### GIVEN RECORDS
┄┄┄┄┄┄

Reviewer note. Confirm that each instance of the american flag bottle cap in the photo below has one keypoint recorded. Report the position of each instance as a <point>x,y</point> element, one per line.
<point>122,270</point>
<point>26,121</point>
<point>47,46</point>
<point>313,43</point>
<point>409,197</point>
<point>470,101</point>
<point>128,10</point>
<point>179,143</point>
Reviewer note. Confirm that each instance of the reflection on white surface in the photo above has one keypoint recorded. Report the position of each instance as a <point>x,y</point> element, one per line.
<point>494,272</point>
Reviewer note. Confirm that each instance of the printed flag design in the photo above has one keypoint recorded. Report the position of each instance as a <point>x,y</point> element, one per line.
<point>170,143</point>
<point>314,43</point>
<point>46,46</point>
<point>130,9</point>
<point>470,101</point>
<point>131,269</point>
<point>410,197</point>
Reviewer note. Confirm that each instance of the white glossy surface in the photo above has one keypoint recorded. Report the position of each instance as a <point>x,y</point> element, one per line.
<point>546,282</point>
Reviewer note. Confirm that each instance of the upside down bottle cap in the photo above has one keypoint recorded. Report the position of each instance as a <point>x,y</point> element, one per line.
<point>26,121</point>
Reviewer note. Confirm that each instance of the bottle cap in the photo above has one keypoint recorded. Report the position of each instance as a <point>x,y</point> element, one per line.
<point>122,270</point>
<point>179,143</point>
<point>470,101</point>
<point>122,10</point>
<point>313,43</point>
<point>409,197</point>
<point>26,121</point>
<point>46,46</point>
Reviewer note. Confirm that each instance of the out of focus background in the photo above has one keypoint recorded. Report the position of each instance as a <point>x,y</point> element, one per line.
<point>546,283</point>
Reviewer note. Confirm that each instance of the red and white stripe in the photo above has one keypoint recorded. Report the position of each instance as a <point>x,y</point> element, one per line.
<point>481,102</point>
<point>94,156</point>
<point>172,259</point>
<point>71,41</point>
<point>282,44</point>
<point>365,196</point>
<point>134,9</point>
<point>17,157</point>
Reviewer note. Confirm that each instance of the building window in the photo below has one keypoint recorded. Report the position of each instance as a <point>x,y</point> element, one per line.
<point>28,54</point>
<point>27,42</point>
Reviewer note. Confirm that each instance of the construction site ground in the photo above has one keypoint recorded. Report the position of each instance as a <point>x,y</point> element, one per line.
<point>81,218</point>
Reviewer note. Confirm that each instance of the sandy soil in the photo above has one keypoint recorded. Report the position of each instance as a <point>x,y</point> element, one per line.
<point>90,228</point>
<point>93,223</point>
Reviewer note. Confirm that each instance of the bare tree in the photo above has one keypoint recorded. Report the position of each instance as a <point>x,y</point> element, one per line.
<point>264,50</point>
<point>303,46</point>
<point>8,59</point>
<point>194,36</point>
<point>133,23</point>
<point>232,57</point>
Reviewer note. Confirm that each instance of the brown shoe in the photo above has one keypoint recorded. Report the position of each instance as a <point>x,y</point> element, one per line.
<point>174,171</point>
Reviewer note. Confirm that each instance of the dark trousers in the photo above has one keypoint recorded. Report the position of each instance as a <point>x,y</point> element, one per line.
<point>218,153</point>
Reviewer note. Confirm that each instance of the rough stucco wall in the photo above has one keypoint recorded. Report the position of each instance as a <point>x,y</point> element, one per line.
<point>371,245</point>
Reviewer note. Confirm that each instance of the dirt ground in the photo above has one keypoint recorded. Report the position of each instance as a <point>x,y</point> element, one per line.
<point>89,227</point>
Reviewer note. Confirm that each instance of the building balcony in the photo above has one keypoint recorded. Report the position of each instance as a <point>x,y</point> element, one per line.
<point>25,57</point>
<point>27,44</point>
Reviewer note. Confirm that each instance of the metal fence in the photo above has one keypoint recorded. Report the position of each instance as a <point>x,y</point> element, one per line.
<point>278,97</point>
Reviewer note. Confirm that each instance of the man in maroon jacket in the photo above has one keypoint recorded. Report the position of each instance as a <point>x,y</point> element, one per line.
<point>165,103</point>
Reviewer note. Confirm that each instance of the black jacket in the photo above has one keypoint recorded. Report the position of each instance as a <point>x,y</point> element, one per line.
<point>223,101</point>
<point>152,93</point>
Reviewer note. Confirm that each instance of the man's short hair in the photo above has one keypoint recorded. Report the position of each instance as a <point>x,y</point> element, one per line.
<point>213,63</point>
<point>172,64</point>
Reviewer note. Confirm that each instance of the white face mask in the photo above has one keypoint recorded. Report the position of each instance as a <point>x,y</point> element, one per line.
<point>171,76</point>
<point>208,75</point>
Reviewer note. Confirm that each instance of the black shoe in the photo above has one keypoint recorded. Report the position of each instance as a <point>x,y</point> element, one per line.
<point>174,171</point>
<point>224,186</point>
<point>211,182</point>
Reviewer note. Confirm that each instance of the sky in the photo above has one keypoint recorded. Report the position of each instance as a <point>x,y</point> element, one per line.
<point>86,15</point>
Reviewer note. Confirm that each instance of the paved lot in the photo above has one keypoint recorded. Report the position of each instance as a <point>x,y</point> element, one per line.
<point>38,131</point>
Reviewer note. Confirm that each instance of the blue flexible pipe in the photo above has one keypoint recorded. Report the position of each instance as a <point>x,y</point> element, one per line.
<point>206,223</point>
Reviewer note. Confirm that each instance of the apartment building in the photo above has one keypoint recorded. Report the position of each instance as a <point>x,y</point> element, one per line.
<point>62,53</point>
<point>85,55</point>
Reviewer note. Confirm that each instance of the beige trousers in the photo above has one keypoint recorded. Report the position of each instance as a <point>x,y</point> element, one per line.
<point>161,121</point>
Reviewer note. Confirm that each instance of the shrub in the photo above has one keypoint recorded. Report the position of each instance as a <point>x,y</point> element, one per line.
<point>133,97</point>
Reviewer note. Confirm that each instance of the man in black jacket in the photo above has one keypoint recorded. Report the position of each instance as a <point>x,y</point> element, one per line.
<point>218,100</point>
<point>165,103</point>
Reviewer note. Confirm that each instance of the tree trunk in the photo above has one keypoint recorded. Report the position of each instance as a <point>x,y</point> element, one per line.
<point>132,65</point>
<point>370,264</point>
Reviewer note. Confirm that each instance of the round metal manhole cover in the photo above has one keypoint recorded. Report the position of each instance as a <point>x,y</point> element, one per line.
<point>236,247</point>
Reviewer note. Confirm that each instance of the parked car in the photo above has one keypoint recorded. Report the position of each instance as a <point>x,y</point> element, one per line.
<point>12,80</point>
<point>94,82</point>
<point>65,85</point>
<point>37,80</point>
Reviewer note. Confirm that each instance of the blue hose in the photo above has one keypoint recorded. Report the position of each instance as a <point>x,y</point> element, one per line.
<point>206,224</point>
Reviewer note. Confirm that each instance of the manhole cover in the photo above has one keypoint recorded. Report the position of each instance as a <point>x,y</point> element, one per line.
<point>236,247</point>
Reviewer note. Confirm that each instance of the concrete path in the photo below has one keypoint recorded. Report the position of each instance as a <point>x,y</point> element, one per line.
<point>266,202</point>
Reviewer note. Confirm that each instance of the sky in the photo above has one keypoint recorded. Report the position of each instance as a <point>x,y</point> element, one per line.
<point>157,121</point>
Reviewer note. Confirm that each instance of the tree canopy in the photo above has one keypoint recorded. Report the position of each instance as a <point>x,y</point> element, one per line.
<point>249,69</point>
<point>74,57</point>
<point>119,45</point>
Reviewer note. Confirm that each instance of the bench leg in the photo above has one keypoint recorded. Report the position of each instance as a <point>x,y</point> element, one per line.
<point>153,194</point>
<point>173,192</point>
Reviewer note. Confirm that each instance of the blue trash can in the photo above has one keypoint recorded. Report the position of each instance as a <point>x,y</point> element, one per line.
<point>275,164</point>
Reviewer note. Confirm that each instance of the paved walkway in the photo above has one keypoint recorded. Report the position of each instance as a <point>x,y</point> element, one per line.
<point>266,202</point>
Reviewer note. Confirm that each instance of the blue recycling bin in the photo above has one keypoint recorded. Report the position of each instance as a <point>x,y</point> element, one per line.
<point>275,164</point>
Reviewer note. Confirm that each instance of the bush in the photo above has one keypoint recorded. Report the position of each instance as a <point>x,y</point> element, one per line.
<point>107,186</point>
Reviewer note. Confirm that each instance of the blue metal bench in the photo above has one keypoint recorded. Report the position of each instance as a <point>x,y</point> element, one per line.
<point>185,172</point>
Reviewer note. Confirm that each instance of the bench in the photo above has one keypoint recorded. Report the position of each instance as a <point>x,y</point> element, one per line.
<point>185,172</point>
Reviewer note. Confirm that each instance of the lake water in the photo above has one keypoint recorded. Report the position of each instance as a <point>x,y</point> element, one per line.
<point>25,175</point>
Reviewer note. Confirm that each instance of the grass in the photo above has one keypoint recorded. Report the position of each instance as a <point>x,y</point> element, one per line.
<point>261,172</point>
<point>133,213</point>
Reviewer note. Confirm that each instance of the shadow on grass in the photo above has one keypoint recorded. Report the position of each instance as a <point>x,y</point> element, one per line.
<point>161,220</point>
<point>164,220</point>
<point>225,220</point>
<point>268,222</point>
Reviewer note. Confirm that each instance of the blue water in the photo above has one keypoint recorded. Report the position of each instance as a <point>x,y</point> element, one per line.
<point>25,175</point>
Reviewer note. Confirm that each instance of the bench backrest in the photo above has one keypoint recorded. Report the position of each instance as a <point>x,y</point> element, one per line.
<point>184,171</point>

┄┄┄┄┄┄

### EXERCISE PROMPT
Starting with the line that contains "Reviewer note. Confirm that each instance of the blue water", output every line through the end of the listing above, unchanged.

### RESULT OF THE TASK
Reviewer note. Confirm that each instance of the blue water in the photo above has one keypoint recorded. Report the position of each instance as a <point>x,y</point> element, one per line.
<point>25,175</point>
Reviewer note. Confirm that each instance of the bench backrest in the photo above has one keypoint recorded. Report the position of each instance as a <point>x,y</point> element, one per line.
<point>184,171</point>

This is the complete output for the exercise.